The leadership, commissioning and delivery of adoption services would be increasingly carried out at a national level, under government plans set out this week.
In its latest adoption strategy, the Department for Education announced a national lead for the 31 regional adoption agencies (RAAs) and plans to develop a national adoption framework, with England-wide standards.
It also pledged to explore the value of a national matching service, the commissioning of certain adoption support services at an England-wide level and a repeat of the national adopter recruitment campaign carried out last year.
In a foreword to the strategy, education secretary Gavin Williamson and children’s minister Vicky Ford said one of its key aims was to tackle a ‘postcode lottery’ in adoption outcomes.
‘Adoption should not be lottery’
“The new national adoption framework will mean services delivered to the same high quality across the country,” they said. “It means that best practice becomes the norm and offers a culture of continuous improvement which breaks down barriers. Adoption should not be a lottery for children or adopters because of where you live.”

· · · · · · ·

§ **AIM 1**: In the adoption strategy article, how many regional adoption agencies will a national lead oversee?
§ **AIM 2**: Do these statements agree with the adoption strategy article? Answer yes or no for each, quoting the deciding words. (a) The strategy commits to setting up a national matching service. (b) Gavin Williamson and Vicky Ford wrote a foreword to the strategy. (c) A national adopter recruitment campaign was carried out last year.
The data after this point isn't needed.

· · · · · · ·

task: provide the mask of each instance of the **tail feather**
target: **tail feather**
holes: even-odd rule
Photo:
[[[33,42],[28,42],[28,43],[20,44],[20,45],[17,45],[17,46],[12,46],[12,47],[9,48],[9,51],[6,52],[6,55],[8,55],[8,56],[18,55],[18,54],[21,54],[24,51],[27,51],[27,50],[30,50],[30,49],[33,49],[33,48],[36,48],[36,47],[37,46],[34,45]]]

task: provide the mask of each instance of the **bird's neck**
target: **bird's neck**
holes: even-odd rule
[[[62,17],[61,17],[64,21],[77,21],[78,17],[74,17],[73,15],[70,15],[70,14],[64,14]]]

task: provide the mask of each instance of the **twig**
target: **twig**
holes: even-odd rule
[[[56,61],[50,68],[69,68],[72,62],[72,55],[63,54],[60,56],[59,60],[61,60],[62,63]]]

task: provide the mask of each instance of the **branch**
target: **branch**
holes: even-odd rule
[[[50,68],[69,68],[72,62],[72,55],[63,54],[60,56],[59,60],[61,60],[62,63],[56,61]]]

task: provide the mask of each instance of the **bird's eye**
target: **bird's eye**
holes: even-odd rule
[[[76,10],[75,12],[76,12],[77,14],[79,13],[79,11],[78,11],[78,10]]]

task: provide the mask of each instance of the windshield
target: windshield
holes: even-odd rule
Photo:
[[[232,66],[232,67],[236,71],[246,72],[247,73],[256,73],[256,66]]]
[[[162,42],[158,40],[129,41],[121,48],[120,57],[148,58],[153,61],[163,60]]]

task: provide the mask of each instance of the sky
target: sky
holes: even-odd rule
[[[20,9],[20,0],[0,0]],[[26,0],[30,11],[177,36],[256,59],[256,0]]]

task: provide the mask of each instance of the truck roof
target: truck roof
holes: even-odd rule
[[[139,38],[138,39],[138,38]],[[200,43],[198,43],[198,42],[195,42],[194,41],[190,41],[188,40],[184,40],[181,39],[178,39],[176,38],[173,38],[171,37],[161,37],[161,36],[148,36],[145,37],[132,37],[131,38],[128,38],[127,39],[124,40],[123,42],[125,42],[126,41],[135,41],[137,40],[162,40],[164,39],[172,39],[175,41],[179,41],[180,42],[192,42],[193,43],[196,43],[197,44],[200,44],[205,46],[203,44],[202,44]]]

· · · · · · ·

§ **TASK RESPONSE 1**: 31

§ **TASK RESPONSE 2**:
(a) No: "pledged to explore the value of a national matching service"
(b) Yes: "In a foreword to the strategy, education secretary Gavin Williamson and children’s minister Vicky Ford said"
(c) Yes: "a repeat of the national adopter recruitment campaign carried out last year"